■ Task details:
Please write out, word for word, the stretch of the records below from the line containing "One marker serves each instance of the light fixture" through the end of the records, both ends included. Leave the pictures out of your copy.

■ Data for this task:
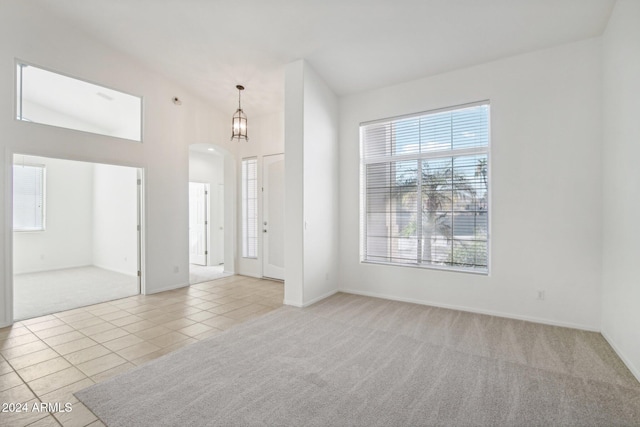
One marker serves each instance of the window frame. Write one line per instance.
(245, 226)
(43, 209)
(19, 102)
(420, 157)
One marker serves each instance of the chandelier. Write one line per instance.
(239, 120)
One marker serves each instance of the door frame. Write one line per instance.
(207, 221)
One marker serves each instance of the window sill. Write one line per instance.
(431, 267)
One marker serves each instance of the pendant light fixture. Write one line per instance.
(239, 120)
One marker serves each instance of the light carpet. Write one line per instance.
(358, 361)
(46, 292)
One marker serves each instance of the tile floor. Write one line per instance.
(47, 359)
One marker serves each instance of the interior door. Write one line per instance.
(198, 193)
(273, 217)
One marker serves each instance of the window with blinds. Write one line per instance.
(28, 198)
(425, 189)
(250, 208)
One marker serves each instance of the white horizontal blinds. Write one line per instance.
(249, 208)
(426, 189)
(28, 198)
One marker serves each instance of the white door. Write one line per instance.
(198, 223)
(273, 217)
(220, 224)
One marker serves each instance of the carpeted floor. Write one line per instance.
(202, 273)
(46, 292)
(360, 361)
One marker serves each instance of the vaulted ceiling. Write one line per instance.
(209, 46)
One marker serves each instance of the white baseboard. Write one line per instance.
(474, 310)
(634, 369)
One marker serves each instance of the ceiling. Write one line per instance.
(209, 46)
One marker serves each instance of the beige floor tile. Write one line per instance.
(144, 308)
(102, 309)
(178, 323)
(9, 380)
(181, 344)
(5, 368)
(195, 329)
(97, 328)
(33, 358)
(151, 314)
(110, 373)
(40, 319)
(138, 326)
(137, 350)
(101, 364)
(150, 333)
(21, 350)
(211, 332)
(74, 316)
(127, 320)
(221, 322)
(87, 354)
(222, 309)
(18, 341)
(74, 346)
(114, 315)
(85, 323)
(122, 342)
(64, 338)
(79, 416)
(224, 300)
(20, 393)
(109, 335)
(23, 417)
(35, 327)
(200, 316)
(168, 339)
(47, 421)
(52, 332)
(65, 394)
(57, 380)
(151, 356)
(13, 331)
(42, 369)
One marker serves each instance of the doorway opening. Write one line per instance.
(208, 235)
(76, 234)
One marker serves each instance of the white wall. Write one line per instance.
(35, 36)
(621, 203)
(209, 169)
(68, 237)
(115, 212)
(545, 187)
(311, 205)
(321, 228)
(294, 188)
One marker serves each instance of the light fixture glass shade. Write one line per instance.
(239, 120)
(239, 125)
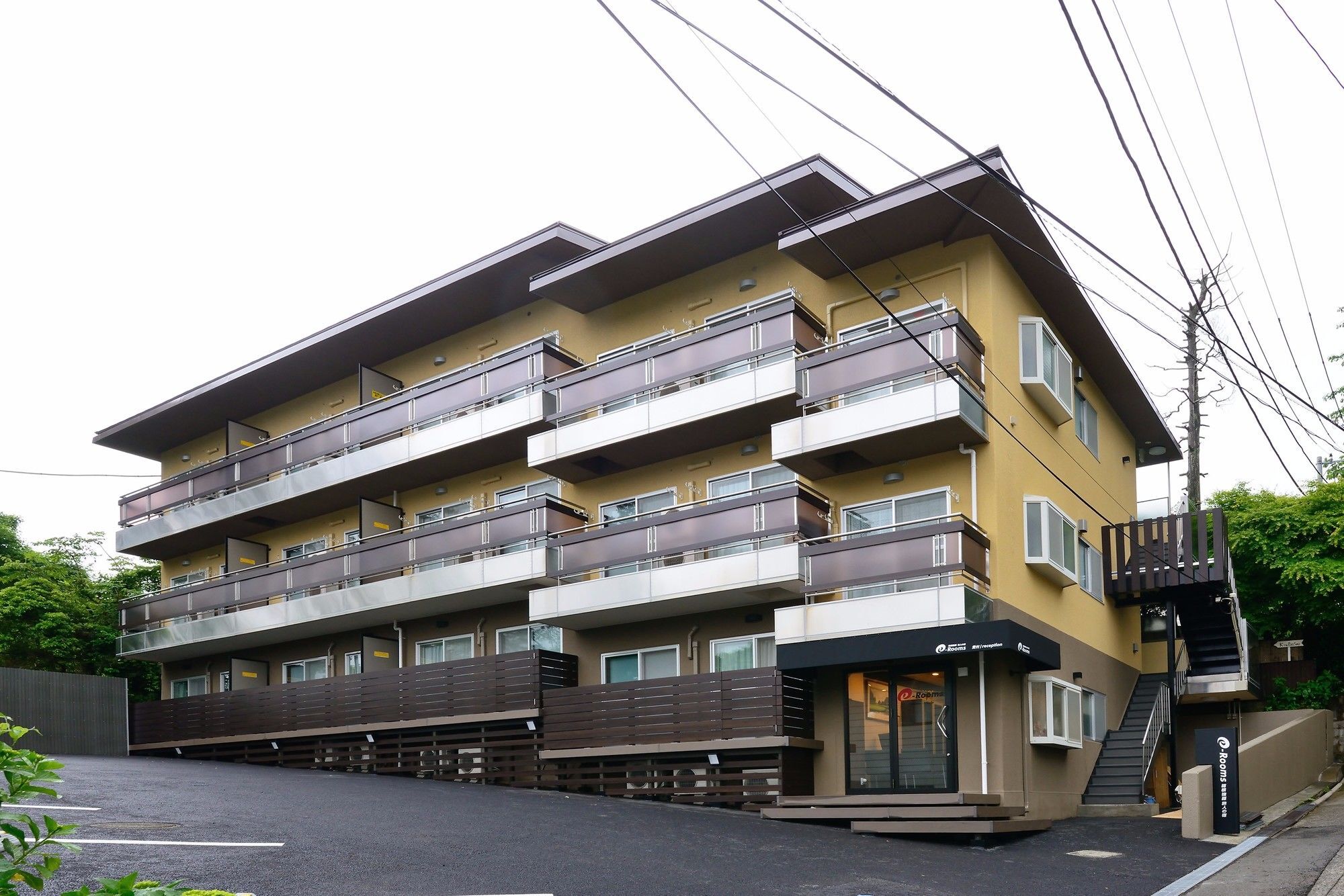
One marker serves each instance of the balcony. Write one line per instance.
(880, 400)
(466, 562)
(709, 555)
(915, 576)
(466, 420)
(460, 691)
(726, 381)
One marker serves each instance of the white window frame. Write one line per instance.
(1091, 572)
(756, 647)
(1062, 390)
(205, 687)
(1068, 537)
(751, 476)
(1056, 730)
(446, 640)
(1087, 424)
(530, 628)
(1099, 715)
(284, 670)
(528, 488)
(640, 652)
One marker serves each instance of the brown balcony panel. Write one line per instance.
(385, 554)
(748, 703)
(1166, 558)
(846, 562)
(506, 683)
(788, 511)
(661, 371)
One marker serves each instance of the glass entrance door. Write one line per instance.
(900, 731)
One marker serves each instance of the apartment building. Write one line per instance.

■ Output of the task:
One marker serves each instance of the light fixture glass shade. Write one line per instance.
(239, 120)
(239, 125)
One marker serves each instance of the balcony. Write one line per instance.
(880, 400)
(466, 562)
(709, 555)
(915, 576)
(466, 420)
(460, 691)
(726, 381)
One marker serves each instance of the white window frame. Write one line per instance.
(1091, 572)
(756, 647)
(1062, 390)
(205, 687)
(1068, 537)
(751, 476)
(1056, 730)
(446, 640)
(1087, 424)
(530, 628)
(1099, 715)
(284, 670)
(528, 488)
(640, 652)
One marker serves each instance of the brown balcony panel. Write one line per instance.
(385, 554)
(748, 703)
(1166, 558)
(846, 562)
(506, 683)
(788, 511)
(661, 371)
One marker serves each instance of the glass entrance door. Write one line per instance.
(900, 731)
One marker serves each instance of the apartment building. Write one line per instance.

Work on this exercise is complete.